Edit the rows below by changing every "Find each" to "Locate every", leaving everything else unchanged.

Annotated coordinate records
## Start

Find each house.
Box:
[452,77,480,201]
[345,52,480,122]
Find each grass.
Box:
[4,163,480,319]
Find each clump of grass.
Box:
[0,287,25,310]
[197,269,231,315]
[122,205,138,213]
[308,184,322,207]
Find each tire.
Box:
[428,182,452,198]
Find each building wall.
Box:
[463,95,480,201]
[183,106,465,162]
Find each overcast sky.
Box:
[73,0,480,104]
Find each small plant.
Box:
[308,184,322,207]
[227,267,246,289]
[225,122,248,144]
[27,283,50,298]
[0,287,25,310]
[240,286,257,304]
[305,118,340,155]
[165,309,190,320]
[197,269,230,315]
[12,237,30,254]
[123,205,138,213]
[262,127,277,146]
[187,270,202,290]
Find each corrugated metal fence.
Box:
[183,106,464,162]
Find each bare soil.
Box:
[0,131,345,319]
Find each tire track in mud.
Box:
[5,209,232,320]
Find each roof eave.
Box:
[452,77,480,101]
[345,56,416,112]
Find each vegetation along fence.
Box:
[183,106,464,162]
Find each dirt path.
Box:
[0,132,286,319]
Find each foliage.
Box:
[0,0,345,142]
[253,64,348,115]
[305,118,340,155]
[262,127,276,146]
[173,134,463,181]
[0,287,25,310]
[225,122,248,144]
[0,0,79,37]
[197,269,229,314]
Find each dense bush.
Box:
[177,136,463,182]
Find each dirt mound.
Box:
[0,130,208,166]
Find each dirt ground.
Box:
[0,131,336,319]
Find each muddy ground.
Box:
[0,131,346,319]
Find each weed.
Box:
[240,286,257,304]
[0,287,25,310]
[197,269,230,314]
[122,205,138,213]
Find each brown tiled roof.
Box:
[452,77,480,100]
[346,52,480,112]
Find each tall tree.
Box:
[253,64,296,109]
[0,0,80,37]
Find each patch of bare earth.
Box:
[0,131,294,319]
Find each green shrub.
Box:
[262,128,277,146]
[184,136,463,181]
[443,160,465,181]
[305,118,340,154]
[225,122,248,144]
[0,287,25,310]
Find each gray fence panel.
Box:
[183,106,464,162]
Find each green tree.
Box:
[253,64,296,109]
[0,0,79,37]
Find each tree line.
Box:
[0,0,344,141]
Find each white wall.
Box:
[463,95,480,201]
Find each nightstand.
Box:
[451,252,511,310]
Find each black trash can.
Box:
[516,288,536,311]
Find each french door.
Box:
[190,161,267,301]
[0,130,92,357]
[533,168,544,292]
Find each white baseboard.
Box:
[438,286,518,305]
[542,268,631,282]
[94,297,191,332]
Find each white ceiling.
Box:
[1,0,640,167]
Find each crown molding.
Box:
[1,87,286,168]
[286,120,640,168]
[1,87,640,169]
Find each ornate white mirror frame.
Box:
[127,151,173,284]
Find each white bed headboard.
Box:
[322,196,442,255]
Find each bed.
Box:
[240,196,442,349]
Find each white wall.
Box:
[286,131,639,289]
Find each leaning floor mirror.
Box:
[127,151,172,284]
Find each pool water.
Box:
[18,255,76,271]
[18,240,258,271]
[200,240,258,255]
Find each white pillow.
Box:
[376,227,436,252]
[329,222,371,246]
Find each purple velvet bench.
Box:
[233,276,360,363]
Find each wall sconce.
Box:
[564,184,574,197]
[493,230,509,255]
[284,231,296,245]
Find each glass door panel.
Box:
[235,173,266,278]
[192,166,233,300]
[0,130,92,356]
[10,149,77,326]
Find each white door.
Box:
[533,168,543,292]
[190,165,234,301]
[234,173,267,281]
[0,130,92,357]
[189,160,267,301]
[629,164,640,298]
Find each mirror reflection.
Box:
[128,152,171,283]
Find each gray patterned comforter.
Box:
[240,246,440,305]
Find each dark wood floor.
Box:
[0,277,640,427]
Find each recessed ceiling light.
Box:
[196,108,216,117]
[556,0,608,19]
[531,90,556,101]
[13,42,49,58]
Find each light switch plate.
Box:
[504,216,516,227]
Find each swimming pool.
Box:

## End

■ **Reply**
Locate every house.
Box:
[452,77,480,201]
[345,52,480,122]
Locate every grass.
Box:
[4,163,480,319]
Locate every clump of grass.
Box:
[0,287,25,310]
[197,269,231,315]
[122,205,138,213]
[308,184,322,207]
Locate every tire.
Box:
[428,182,452,198]
Locate every building wall.
Box:
[463,95,480,201]
[183,106,465,162]
Locate every overcast sky.
Box:
[73,0,480,104]
Locate every small plant.
Box:
[308,184,322,207]
[227,267,246,289]
[225,122,248,144]
[27,283,50,298]
[0,287,25,310]
[240,286,257,304]
[305,118,340,155]
[165,309,190,320]
[197,269,230,315]
[12,237,30,254]
[123,205,138,213]
[262,127,277,146]
[187,270,202,290]
Locate every corrugated metal fence.
Box:
[183,106,464,162]
Locate every bare soil.
Box:
[0,131,345,319]
Locate every tire track in mud.
Box:
[5,209,232,320]
Locate every roof eave.
Box:
[452,77,480,101]
[345,56,416,112]
Locate every vegetation along fence.
Box:
[183,106,464,162]
Locate every dirt path.
Box:
[0,132,286,319]
Locate every foliage.
Box:
[0,0,345,142]
[253,64,348,115]
[305,118,340,155]
[262,127,276,146]
[173,134,463,181]
[0,287,25,310]
[225,122,248,144]
[0,0,79,37]
[197,269,229,314]
Locate every dense bush.
Box:
[177,136,463,182]
Locate every dirt mound.
Box:
[0,130,208,166]
Locate every dirt ground.
Box:
[0,131,336,319]
Locate every muddy ground.
Box:
[0,131,346,319]
Locate every weed.
Box:
[240,286,257,304]
[0,287,25,310]
[197,269,230,314]
[122,205,138,213]
Locate every brown tiled roof.
Box:
[452,77,480,100]
[346,52,480,112]
Locate every tall tree.
Box:
[253,64,296,109]
[0,0,80,37]
Locate every patch of bare earth.
Box:
[0,131,294,319]
Locate every green shrub.
Box:
[262,128,277,146]
[184,136,463,181]
[443,160,465,181]
[305,118,340,154]
[225,122,248,144]
[0,287,25,310]
Locate every gray fence panel.
Box:
[183,106,464,162]
Locate every green tree.
Box:
[253,64,296,109]
[0,0,79,37]
Locate every tree line.
Box:
[0,0,344,141]
Locate every white wall.
Box:
[463,95,480,201]
Locate every nightstand.
Box:
[451,252,511,310]
Locate every black trash can.
Box:
[516,288,536,311]
Locate every french door.
Box:
[190,161,267,301]
[0,130,92,357]
[533,168,544,292]
Locate every white baseboard.
Box:
[438,286,518,305]
[542,268,631,282]
[94,297,191,332]
Locate every white ceiling.
Box:
[1,0,640,167]
Locate every crown molding.
Box:
[1,87,286,168]
[286,120,640,168]
[1,87,640,169]
Locate every ornate white mirror frame.
Box:
[127,151,173,284]
Locate every white bed headboard.
Box:
[322,196,442,255]
Locate every bed.
Box:
[240,196,442,349]
Locate every white wall.
Box:
[286,131,639,289]
Locate every leaning floor mirror.
Box:
[127,151,172,284]
Locate every pool water.
Box:
[18,255,76,271]
[18,240,258,271]
[200,240,258,255]
Locate every white pillow.
Box:
[376,227,436,252]
[329,222,371,246]
Locate every purple velvet bench.
Box:
[233,276,360,363]
Locate every wall sconce.
Box:
[564,184,574,197]
[493,230,509,255]
[284,231,296,245]
Locate every glass door panel.
Box:
[235,173,266,278]
[192,166,233,300]
[0,130,92,356]
[10,149,77,326]
Locate every white door.
Box:
[533,168,543,292]
[190,165,234,301]
[234,173,267,281]
[0,130,92,357]
[189,160,267,301]
[629,164,640,298]
Locate every mirror reflection.
Box:
[128,152,171,283]
Locate every gray patterned comforter.
Box:
[240,246,440,305]
Locate every dark wood floor.
Box:
[0,277,640,427]
Locate every recessed ceiling light.
Box:
[196,108,216,117]
[556,0,608,19]
[531,90,556,101]
[13,42,49,58]
Locate every light switch plate.
Box:
[504,216,516,227]
Locate every swimming pool.
Box:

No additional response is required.